* What is required
For the listing below, give the number of lines that hold the string "shorts", without anything else.

Start of Block

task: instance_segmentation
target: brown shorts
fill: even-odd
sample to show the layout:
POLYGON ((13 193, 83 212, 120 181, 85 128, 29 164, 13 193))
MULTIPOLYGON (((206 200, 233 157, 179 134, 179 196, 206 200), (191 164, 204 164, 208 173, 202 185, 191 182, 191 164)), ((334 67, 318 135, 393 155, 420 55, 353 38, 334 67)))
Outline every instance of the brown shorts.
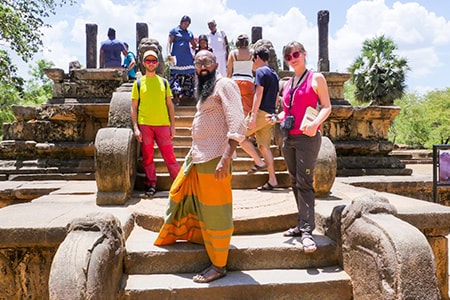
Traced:
MULTIPOLYGON (((267 112, 259 109, 256 114, 256 127, 252 130, 247 129, 245 136, 251 136, 254 134, 258 145, 263 145, 269 148, 272 142, 273 126, 266 121, 267 114, 267 112)), ((247 116, 245 118, 246 123, 248 123, 249 117, 250 116, 247 116)))

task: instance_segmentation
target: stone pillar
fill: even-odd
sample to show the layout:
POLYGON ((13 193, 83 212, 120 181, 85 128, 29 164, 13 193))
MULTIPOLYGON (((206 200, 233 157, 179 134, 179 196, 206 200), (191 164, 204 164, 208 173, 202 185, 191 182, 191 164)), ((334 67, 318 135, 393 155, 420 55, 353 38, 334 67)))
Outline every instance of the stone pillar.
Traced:
POLYGON ((138 56, 139 43, 143 38, 148 38, 147 23, 136 23, 136 56, 138 56))
POLYGON ((253 26, 252 27, 252 41, 251 43, 254 44, 258 40, 262 39, 262 27, 261 26, 253 26))
POLYGON ((317 13, 317 24, 319 27, 319 60, 317 62, 317 71, 329 72, 330 61, 328 59, 328 23, 330 13, 328 10, 320 10, 317 13))
POLYGON ((86 24, 86 68, 97 68, 97 24, 86 24))
POLYGON ((286 46, 283 46, 283 52, 281 52, 281 60, 283 61, 283 70, 285 71, 289 71, 289 65, 288 63, 284 60, 284 49, 286 48, 286 46))

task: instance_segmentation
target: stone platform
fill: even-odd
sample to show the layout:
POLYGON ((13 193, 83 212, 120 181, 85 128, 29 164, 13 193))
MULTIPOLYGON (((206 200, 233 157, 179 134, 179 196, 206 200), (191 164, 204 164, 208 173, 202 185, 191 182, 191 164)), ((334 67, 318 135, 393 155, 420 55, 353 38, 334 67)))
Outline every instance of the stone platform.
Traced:
MULTIPOLYGON (((233 190, 235 235, 232 239, 232 250, 235 252, 230 253, 237 254, 233 254, 233 257, 230 258, 230 274, 226 280, 221 281, 224 286, 221 287, 222 283, 218 282, 217 287, 226 289, 227 286, 251 284, 249 282, 242 282, 243 276, 253 279, 258 279, 261 276, 260 284, 265 287, 257 285, 252 288, 257 289, 259 286, 259 288, 264 289, 271 285, 278 286, 283 282, 286 284, 290 280, 289 274, 291 273, 298 273, 299 278, 304 278, 305 281, 308 281, 310 280, 308 279, 308 273, 311 270, 318 270, 320 274, 324 273, 331 276, 334 273, 336 275, 335 279, 324 279, 324 282, 317 282, 318 286, 315 287, 317 293, 321 290, 320 286, 325 287, 327 284, 330 284, 331 281, 326 280, 337 280, 336 282, 340 282, 339 284, 344 284, 348 287, 349 281, 347 275, 342 273, 342 270, 336 269, 336 260, 338 258, 334 257, 334 262, 326 261, 326 259, 330 259, 330 253, 337 251, 333 250, 336 247, 335 243, 323 235, 323 232, 327 230, 327 222, 332 214, 332 210, 337 206, 349 204, 358 196, 373 192, 373 190, 369 190, 363 186, 357 186, 358 184, 372 183, 386 185, 387 183, 401 183, 407 185, 414 182, 430 184, 432 181, 431 165, 415 164, 408 167, 413 169, 411 176, 337 177, 330 195, 316 199, 318 251, 310 258, 305 257, 305 259, 300 260, 305 266, 296 266, 306 268, 308 266, 314 266, 313 269, 304 269, 304 271, 298 269, 288 272, 277 271, 280 273, 277 279, 270 276, 274 271, 267 270, 266 272, 264 271, 264 266, 259 271, 234 271, 232 266, 242 265, 242 261, 234 261, 241 255, 240 251, 244 251, 241 250, 242 248, 254 247, 254 249, 252 248, 253 250, 247 249, 246 251, 259 253, 258 251, 264 248, 264 244, 274 245, 271 246, 274 248, 272 250, 269 249, 270 251, 275 251, 274 253, 285 253, 279 258, 277 256, 277 259, 280 261, 283 261, 282 258, 286 256, 286 251, 293 251, 290 248, 283 250, 283 247, 289 247, 286 244, 289 241, 282 239, 280 234, 281 231, 292 226, 296 220, 297 208, 293 200, 292 192, 290 189, 284 188, 275 189, 270 192, 256 191, 254 189, 233 190), (252 236, 255 240, 252 242, 252 245, 249 245, 249 238, 252 236), (333 267, 333 264, 335 267, 333 267), (322 267, 319 267, 321 265, 322 267), (333 272, 327 268, 331 268, 330 270, 333 270, 333 272)), ((155 237, 155 231, 159 230, 163 220, 167 205, 167 191, 158 192, 154 199, 145 198, 141 192, 136 191, 124 206, 102 207, 96 205, 95 194, 96 183, 90 180, 0 182, 0 198, 7 198, 7 195, 15 195, 17 198, 21 198, 20 202, 26 202, 17 204, 10 203, 7 207, 0 209, 0 241, 2 241, 0 245, 0 256, 3 253, 2 249, 7 250, 8 248, 25 249, 27 247, 38 246, 46 249, 56 249, 65 239, 67 224, 71 220, 92 213, 105 212, 113 214, 120 220, 127 243, 128 240, 130 243, 135 243, 134 246, 132 244, 127 245, 127 251, 134 249, 128 247, 138 247, 136 248, 137 250, 135 249, 136 252, 133 255, 139 255, 139 253, 144 256, 147 255, 145 251, 147 248, 147 251, 152 249, 151 244, 155 237), (33 200, 30 201, 30 199, 33 200), (144 238, 141 239, 139 236, 143 236, 144 238)), ((447 222, 447 219, 450 218, 450 209, 441 205, 387 192, 381 192, 381 194, 385 195, 389 199, 389 202, 397 208, 399 218, 407 222, 415 223, 415 226, 423 226, 424 228, 437 226, 437 223, 444 222, 444 219, 447 222)), ((295 244, 295 240, 293 242, 295 244)), ((298 249, 298 245, 291 246, 298 249)), ((192 249, 189 251, 192 251, 192 249)), ((201 253, 204 255, 203 252, 201 253)), ((302 254, 299 255, 301 256, 302 254)), ((132 258, 128 257, 127 259, 132 258)), ((252 259, 248 257, 245 261, 252 262, 252 259)), ((270 259, 267 260, 266 257, 262 261, 270 262, 270 259)), ((125 263, 127 264, 127 260, 125 263)), ((148 265, 146 264, 146 266, 148 265)), ((183 264, 180 263, 180 265, 183 264)), ((139 264, 135 264, 134 268, 136 266, 139 266, 139 264)), ((46 273, 48 271, 41 270, 41 272, 46 273)), ((191 271, 188 270, 187 272, 191 271)), ((43 275, 45 276, 45 274, 43 275)), ((154 275, 155 280, 163 281, 167 280, 167 276, 169 275, 154 275)), ((186 276, 189 277, 189 273, 184 274, 182 277, 171 277, 171 280, 173 278, 181 278, 180 280, 183 282, 179 284, 189 288, 196 288, 186 276)), ((128 280, 131 280, 127 283, 130 289, 141 289, 144 286, 148 287, 145 284, 148 277, 145 275, 139 275, 139 273, 129 275, 128 280), (144 285, 142 282, 144 282, 144 285)), ((323 289, 325 290, 325 288, 323 289)), ((346 288, 345 291, 347 293, 348 289, 346 288)), ((151 293, 151 291, 146 290, 142 293, 151 293)), ((121 299, 128 298, 123 297, 121 299)))

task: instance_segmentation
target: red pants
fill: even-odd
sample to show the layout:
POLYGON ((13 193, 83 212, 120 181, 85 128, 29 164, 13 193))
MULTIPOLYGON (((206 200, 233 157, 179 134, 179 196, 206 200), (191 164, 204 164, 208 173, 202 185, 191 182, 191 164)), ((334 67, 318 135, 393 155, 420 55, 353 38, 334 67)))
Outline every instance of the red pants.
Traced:
POLYGON ((170 177, 175 179, 180 166, 177 163, 175 153, 173 152, 172 137, 170 136, 170 126, 149 126, 139 125, 142 133, 142 167, 144 168, 146 178, 145 185, 156 185, 156 169, 154 161, 154 145, 155 141, 159 151, 169 170, 170 177))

End of Block

* Exercise solution
2